Source document:
((

Shareholders already have a way to borrow money to buy shares in stocks. It's called buying "on margin". Right now, online brokers like Schwab, Fidelity, or TD Ameritrade charge the same interest no matter what you buy. But the amount a shareholder can borrow has more to do with the balance and liquidity in their personal investment account as well as their own credit worthiness. What if instead, a shareholder could borrow money on a company's stock they already owned and be charged an interest rate based on the risk profile of the company?

Companies are already rated a bond rating (AAA, AA, A, BBB, BB, B, etc). And that rating is used to determine what the company can borrow money at. What if that same rating was used to determine what the equity shareholder can borrow money at if they owned stock in the company?

))

Exercise objective:
Transcribe everything from "Companies are already" down to "in the company?" in the text on borrowing against shares, keeping the wording unchanged.

Excerpted records:
((

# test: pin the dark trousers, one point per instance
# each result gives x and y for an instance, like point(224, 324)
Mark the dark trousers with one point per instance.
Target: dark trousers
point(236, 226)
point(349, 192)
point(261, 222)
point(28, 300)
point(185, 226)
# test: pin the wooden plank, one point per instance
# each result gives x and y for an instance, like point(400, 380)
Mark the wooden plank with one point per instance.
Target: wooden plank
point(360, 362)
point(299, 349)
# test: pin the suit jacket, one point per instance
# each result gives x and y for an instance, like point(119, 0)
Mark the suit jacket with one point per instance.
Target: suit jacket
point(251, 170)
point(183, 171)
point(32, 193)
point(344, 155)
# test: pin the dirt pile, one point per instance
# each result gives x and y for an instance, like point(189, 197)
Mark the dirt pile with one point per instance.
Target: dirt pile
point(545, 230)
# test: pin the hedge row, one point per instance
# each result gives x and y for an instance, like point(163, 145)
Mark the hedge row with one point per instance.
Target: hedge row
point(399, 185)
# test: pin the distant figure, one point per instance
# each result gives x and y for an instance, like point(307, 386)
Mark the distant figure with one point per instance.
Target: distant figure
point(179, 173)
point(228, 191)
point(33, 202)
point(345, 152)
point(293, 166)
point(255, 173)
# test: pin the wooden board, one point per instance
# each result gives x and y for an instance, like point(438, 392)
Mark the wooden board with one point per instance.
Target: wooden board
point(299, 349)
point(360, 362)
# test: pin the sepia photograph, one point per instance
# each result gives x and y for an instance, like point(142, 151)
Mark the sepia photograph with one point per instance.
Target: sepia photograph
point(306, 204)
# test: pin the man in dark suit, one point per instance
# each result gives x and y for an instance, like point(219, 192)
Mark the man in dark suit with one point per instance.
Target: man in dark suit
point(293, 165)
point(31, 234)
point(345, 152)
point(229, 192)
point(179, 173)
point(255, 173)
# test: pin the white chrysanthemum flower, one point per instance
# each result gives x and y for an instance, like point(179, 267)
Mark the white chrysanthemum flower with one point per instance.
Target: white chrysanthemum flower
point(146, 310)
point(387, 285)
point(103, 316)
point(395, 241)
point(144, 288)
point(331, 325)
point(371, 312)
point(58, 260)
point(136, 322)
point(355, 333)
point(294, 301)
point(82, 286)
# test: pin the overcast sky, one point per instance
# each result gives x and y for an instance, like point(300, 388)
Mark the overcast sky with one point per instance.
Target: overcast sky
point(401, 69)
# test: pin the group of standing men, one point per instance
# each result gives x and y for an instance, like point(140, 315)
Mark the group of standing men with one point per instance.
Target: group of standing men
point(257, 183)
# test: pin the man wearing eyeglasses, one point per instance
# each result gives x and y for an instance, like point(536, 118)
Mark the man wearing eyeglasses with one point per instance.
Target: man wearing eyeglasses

))

Your solution:
Companies are already rated a bond rating (AAA, AA, A, BBB, BB, B, etc). And that rating is used to determine what the company can borrow money at. What if that same rating was used to determine what the equity shareholder can borrow money at if they owned stock in the company?